***** EXCERPT PROVIDED *****

On January 1, 1997, AmSouth adopted Statement of Financial Accounting
Standards No. 125, "Accounting for Transfers and Servicing of Financial Assets
and Extinguishments of Liabilities," (Statement 125), except for the
provisions relating to repurchase agreements, securities lending and other
similar transactions and pledged collateral, which have been delayed until
after December 31, 1997 by Statement of Financial Accounting Standards No.
127, "Deferral of the Effective Date of Certain Provisions of FASB Statement
No. 125, an amendment of FASB Statement No. 125," (Statement 127). Statement
125 provides accounting and reporting standards for transfers and servicing of
financial assets and extinguishment of liabilities based on a consistent
application of a "financial-components approach" that focuses on control.
Under that approach, after a transfer of financial assets, an entity
recognizes the financial and servicing assets it controls and the liabilities
it has incurred, derecognizes financial assets when control has been
surrendered and derecognizes liabilities when extinguished. Statement 125
provides standards for consistently distinguishing transfers of financial
assets that are sales from transfers that are secured borrowings. The adoption
of Statement 125 resulted in no material impact on AmSouth's financial
condition or results of operations. Statement 127 will be adopted as required
in 1998 and is not expected to have a material impact on AmSouth's financial
condition or results of operations.
In February 1997, the Financial Accounting Standards Board (FASB) issued
Statement of Financial Accounting Standards No. 128, "Earnings per Share,"
(Statement 128) which is required to be adopted on December 31, 1997. At that
time, AmSouth will be required to change the method currently used to compute
earnings per share and to restate all prior periods. Under the new
requirements for calculating basic earnings per share, the dilutive effect of
stock options will be excluded. The impact of Statement 128 on the calculation
of basic and diluted earnings per share for the nine months and the three
months ended September 30, 1997 and 1996 is not expected to have a material
impact on AmSouth's financial condition or results of operations.
In June 1997, FASB issued Statement of Financial Accounting Standards No.
130, "Reporting Comprehensive Income," which establishes standards for the
reporting and display of comprehensive income and its components in a full set
of general purpose financial statements. The new rules require that
enterprises classify items of other comprehensive income separately from
retained earnings and capital surplus in the equity section of the statement
of condition. This Statement is effective for fiscal years beginning after
December 15, 1997.
FASB Statement of Financial Accounting Standards No. 131, "Disclosures About
Segments of an Enterprise and Related Information," was issued in June 1997.

***** EXTRACTED DATA *****

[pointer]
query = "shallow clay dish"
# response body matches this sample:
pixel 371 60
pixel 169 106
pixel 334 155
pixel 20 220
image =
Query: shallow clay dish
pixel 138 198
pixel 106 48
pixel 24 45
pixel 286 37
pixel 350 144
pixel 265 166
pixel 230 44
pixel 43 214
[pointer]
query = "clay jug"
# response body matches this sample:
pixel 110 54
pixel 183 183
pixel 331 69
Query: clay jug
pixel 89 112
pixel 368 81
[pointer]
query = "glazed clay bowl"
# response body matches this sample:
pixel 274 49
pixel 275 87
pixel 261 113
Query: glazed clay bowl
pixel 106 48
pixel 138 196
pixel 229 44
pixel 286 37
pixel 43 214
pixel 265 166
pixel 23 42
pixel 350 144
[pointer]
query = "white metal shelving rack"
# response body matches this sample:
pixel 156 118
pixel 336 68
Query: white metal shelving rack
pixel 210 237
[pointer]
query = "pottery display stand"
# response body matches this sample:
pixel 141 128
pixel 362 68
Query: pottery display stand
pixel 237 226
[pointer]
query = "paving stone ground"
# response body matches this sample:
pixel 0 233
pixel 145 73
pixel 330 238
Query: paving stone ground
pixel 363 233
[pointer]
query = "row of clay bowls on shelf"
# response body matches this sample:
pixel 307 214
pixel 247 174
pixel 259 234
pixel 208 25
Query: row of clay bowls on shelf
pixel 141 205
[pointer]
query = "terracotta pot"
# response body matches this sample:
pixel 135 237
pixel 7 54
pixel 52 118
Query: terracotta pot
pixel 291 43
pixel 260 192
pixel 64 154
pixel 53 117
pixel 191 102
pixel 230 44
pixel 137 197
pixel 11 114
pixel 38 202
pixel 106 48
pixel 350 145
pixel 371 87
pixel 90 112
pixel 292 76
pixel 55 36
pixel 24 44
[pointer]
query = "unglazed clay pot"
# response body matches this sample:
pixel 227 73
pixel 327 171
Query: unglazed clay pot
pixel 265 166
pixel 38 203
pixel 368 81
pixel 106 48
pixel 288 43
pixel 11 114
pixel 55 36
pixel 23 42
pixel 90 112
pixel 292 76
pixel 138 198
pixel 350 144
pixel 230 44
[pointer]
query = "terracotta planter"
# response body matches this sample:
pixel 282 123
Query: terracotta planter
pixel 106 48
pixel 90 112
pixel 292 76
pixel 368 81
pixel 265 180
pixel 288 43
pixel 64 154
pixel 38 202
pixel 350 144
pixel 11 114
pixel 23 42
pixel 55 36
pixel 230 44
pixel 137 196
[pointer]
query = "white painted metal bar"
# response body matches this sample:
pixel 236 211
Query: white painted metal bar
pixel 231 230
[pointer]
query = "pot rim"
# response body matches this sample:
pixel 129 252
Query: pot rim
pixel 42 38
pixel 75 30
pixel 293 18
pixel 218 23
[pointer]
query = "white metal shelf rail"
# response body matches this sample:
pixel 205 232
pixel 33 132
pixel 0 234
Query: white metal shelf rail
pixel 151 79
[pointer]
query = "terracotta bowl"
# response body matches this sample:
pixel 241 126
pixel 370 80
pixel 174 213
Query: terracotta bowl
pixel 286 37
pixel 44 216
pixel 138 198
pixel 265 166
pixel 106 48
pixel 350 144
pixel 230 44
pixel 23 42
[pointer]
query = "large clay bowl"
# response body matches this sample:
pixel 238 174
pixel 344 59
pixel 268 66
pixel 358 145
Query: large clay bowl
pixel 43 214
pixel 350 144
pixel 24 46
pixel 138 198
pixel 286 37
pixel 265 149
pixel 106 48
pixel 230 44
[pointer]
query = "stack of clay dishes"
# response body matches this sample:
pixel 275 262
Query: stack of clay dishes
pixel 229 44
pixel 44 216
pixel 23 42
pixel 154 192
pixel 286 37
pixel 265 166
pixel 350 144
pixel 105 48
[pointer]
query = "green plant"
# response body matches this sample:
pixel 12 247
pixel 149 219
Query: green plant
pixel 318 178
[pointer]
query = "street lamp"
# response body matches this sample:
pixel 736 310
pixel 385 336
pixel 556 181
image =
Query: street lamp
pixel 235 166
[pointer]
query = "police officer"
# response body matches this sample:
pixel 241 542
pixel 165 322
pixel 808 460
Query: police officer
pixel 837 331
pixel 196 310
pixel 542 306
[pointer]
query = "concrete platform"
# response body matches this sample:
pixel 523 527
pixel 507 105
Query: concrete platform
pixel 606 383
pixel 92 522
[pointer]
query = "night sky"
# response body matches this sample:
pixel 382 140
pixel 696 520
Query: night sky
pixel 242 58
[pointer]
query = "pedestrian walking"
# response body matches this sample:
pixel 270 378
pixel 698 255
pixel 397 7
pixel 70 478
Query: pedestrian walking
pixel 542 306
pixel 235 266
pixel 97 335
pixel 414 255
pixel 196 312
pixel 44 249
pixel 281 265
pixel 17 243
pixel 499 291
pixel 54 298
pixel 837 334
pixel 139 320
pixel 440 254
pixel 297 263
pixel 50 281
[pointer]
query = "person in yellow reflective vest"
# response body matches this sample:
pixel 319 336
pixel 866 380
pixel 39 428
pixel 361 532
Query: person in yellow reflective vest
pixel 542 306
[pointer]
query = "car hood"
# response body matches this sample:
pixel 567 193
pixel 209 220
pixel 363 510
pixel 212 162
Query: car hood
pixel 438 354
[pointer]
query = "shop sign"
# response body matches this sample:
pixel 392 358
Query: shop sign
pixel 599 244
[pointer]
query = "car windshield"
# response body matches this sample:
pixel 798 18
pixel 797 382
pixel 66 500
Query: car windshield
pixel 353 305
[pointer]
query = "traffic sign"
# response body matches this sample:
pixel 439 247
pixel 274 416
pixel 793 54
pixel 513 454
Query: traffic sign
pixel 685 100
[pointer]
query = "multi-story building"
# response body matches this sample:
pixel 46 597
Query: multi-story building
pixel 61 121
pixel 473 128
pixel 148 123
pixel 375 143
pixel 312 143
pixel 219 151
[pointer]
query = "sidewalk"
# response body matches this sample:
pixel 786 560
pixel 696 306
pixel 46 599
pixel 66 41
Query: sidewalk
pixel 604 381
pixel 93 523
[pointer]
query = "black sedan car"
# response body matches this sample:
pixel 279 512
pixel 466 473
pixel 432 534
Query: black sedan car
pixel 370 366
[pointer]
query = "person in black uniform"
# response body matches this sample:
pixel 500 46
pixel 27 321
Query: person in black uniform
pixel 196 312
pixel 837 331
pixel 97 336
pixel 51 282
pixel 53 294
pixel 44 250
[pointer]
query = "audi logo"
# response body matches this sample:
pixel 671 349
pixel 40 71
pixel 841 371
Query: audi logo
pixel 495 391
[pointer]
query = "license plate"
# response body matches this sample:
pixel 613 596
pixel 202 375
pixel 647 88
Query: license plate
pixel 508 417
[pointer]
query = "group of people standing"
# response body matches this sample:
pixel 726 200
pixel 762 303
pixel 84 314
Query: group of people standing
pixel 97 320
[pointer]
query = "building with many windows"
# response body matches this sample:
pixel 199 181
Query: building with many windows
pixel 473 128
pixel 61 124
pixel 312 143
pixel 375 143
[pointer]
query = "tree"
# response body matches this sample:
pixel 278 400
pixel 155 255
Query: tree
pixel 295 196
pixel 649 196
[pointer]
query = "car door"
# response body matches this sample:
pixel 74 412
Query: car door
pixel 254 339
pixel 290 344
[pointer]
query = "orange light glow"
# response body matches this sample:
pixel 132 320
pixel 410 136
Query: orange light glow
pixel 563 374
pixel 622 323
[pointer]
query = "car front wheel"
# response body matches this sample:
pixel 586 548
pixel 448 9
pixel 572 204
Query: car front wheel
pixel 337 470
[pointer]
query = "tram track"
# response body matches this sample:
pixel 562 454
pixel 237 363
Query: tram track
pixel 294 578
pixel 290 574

*****

## WHAT YOU SHOULD DO
List every Statement of Financial Accounting Standards that the accounting standards excerpt names, giving each one's number and title. Rely only on the accounting standards excerpt.

## RESULT
- No. 125, "Accounting for Transfers and Servicing of Financial Assets and Extinguishments of Liabilities"
- No. 127, "Deferral of the Effective Date of Certain Provisions of FASB Statement No. 125, an amendment of FASB Statement No. 125"
- No. 128, "Earnings per Share"
- No. 130, "Reporting Comprehensive Income"
- No. 131, "Disclosures About Segments of an Enterprise and Related Information"